__WHAT THE TASK ASKS__
Write every line out verbatim and omit the pictures.

--- start DATA EXCERPTS ---

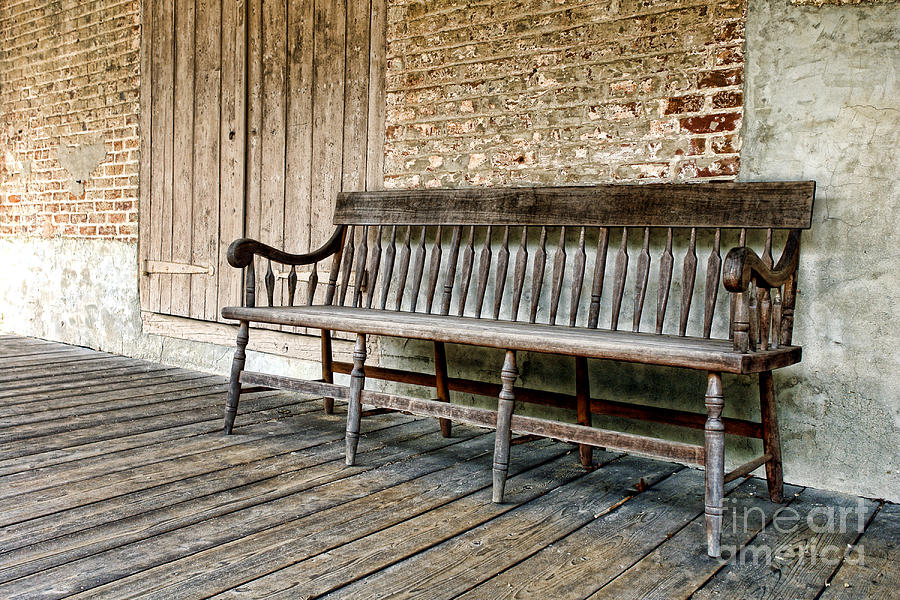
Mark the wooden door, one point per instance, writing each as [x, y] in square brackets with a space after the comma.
[255, 115]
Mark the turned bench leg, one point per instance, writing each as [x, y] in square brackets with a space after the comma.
[583, 405]
[354, 408]
[771, 438]
[234, 384]
[504, 416]
[327, 369]
[715, 464]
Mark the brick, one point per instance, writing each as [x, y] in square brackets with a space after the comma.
[730, 99]
[720, 78]
[683, 104]
[485, 96]
[711, 123]
[69, 89]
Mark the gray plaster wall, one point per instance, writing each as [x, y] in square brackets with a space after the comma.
[85, 292]
[822, 102]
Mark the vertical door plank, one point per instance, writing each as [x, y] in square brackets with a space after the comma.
[183, 154]
[377, 84]
[328, 113]
[207, 103]
[254, 100]
[145, 224]
[163, 73]
[356, 100]
[232, 137]
[274, 61]
[299, 123]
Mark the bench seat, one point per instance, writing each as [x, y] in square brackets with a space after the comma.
[692, 352]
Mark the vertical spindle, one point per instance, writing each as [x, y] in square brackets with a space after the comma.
[292, 285]
[374, 265]
[403, 267]
[519, 275]
[389, 255]
[640, 284]
[418, 270]
[688, 276]
[361, 253]
[313, 282]
[347, 266]
[433, 270]
[666, 264]
[559, 272]
[250, 285]
[577, 279]
[537, 275]
[619, 282]
[452, 259]
[599, 272]
[484, 269]
[713, 276]
[270, 284]
[466, 275]
[753, 312]
[776, 319]
[334, 271]
[787, 310]
[502, 267]
[733, 307]
[764, 298]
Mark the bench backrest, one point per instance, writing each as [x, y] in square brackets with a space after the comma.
[484, 252]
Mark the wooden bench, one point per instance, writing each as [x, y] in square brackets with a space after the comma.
[435, 265]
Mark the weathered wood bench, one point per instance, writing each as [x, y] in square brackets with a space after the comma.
[385, 281]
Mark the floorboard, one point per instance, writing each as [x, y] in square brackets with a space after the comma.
[117, 482]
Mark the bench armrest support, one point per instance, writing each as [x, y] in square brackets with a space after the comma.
[242, 251]
[746, 275]
[743, 265]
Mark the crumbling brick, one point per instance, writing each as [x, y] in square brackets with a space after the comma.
[69, 77]
[522, 92]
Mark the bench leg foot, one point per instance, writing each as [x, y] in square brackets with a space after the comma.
[354, 408]
[583, 401]
[234, 384]
[715, 464]
[443, 389]
[771, 438]
[327, 371]
[504, 416]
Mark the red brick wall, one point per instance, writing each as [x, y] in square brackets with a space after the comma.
[69, 76]
[534, 91]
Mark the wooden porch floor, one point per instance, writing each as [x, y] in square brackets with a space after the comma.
[116, 482]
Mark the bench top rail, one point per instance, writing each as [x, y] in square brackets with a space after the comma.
[752, 205]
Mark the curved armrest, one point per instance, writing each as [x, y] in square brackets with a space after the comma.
[743, 265]
[241, 252]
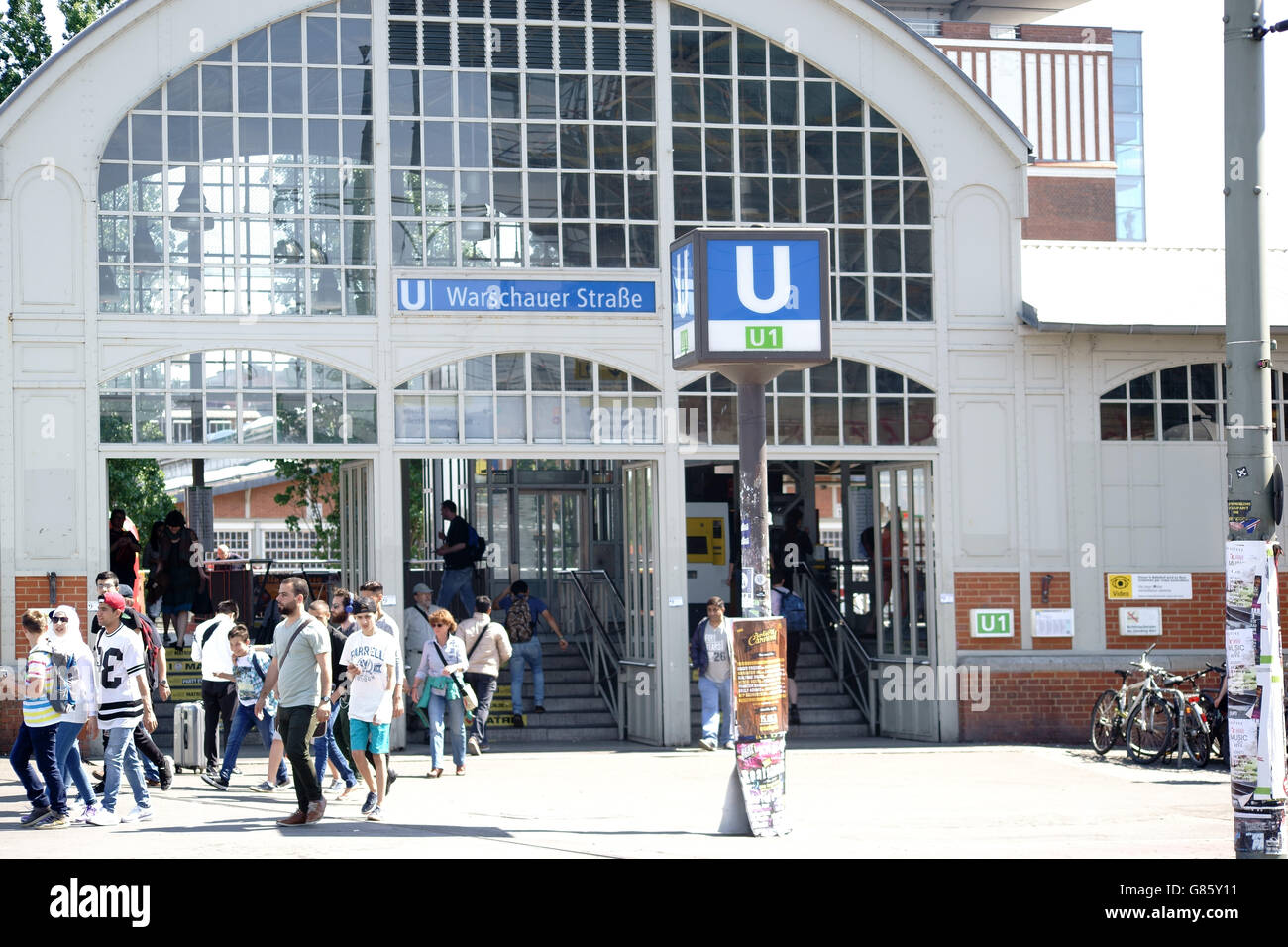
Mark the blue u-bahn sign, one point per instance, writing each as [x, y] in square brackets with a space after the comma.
[745, 296]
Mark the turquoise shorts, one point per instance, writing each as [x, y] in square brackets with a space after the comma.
[369, 736]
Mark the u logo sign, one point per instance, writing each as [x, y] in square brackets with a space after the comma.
[747, 282]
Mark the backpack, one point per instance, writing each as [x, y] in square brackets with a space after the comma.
[476, 545]
[794, 609]
[518, 620]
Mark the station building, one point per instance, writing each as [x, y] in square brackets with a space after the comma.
[428, 239]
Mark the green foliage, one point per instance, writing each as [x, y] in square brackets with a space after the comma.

--- end DATA EXCERPTS ---

__TASK RESULT__
Mark the wooden door, one point per instance, writing each as [x, y] in square brackets with a space after the comma.
[255, 115]
Mark the turned bench leg, one point per instance, writing each as [x, y] in square brackets with a space after the comma.
[583, 405]
[354, 408]
[771, 438]
[234, 384]
[504, 416]
[327, 369]
[715, 464]
Mark the brick, one point per instance, writing each as [x, y] in square brackets with a space after the comma.
[730, 99]
[720, 78]
[683, 104]
[485, 96]
[711, 123]
[69, 89]
Mark the gray plaster wall, one point per instance, writing each as [x, y] in square brackets with a space after the comma.
[85, 292]
[822, 102]
Mark the vertical door plank, one point per instance, writing each as [x, y] in square brackets with a space after the comma.
[183, 154]
[377, 84]
[328, 113]
[207, 103]
[254, 100]
[145, 224]
[163, 73]
[356, 100]
[232, 137]
[274, 61]
[299, 123]
Mark the bench seat, one point per instance, writing each as [x, y] in square brackets with a space after the comma.
[692, 352]
Mark the vertical spindle, one point per instance, writing each as [x, y] in square brackets with a space after the comma.
[292, 285]
[374, 265]
[403, 267]
[519, 275]
[389, 255]
[640, 284]
[418, 270]
[688, 276]
[361, 253]
[313, 282]
[347, 266]
[433, 270]
[666, 264]
[559, 272]
[250, 285]
[577, 279]
[537, 275]
[619, 282]
[452, 259]
[599, 272]
[484, 269]
[713, 276]
[270, 284]
[466, 275]
[753, 312]
[776, 319]
[334, 271]
[787, 310]
[502, 267]
[733, 307]
[764, 298]
Mark the bench backrest, one point per instance, writing each as [x, y] in square brackets with a space after the comma.
[484, 252]
Mark the wooden bench, one point per instance, writing each as [x, y] in square brackets with a space after the comma.
[435, 265]
Mark the weathered wood bench, one point per instance, writing each as [x, y] in square brackets with a space after the comma.
[385, 281]
Mark the floorboard, one point per instance, writing each as [x, y] in square brackets with a space after the comma.
[117, 482]
Mark the bench armrest support, one point per instance, writing each as [x, y] in square brackets with a space after the comma.
[242, 251]
[746, 275]
[743, 265]
Mark the crumbling brick, one point per instance, writing each as [x, y] in square brackets with a space after the comma.
[69, 77]
[522, 92]
Mark the bench leg foot, one point per instance, writing each as [x, y] in square brackets with a space after the comma.
[354, 408]
[583, 401]
[234, 384]
[715, 464]
[443, 389]
[771, 438]
[327, 371]
[504, 416]
Mark the red brick wall, one point per instance, writing each as [x, y] in square brackets with a space after the comma.
[69, 76]
[534, 91]
Mark the wooden porch floor, one point per instance, writing each as [x, y] in square brackets with a space after the comma.
[116, 482]
Mark the bench top rail, one point per instance, writing each as [x, y] in square brackets with a space after the comma.
[752, 205]
Mark the curved armrest, one point per instance, writing each as [x, y] in square brackets with a space after the comma.
[743, 265]
[241, 252]
Mark the blue u-bahn sign, one point per instance, writing each as [x, y] in square brackets with a space after the comma.
[745, 296]
Mark the turquoise shorts, one point per instance, writing each as [x, y] in square brackets with a space after the comma.
[369, 736]
Mark the u logo sign, one point per instance, writing each as [x, y] in square brackets with a space after the comma.
[747, 282]
Mark the backpack, one point per instance, writing each as [x, y] in square brackets with a space after the comma.
[476, 545]
[794, 609]
[518, 620]
Mark the station building, one point per instance, writing each as [x, y] in square brackets with a space after the comma.
[428, 239]
Mark the green foliage, one point per instance, writing each as [x, y] in square brackets with a space after the comma.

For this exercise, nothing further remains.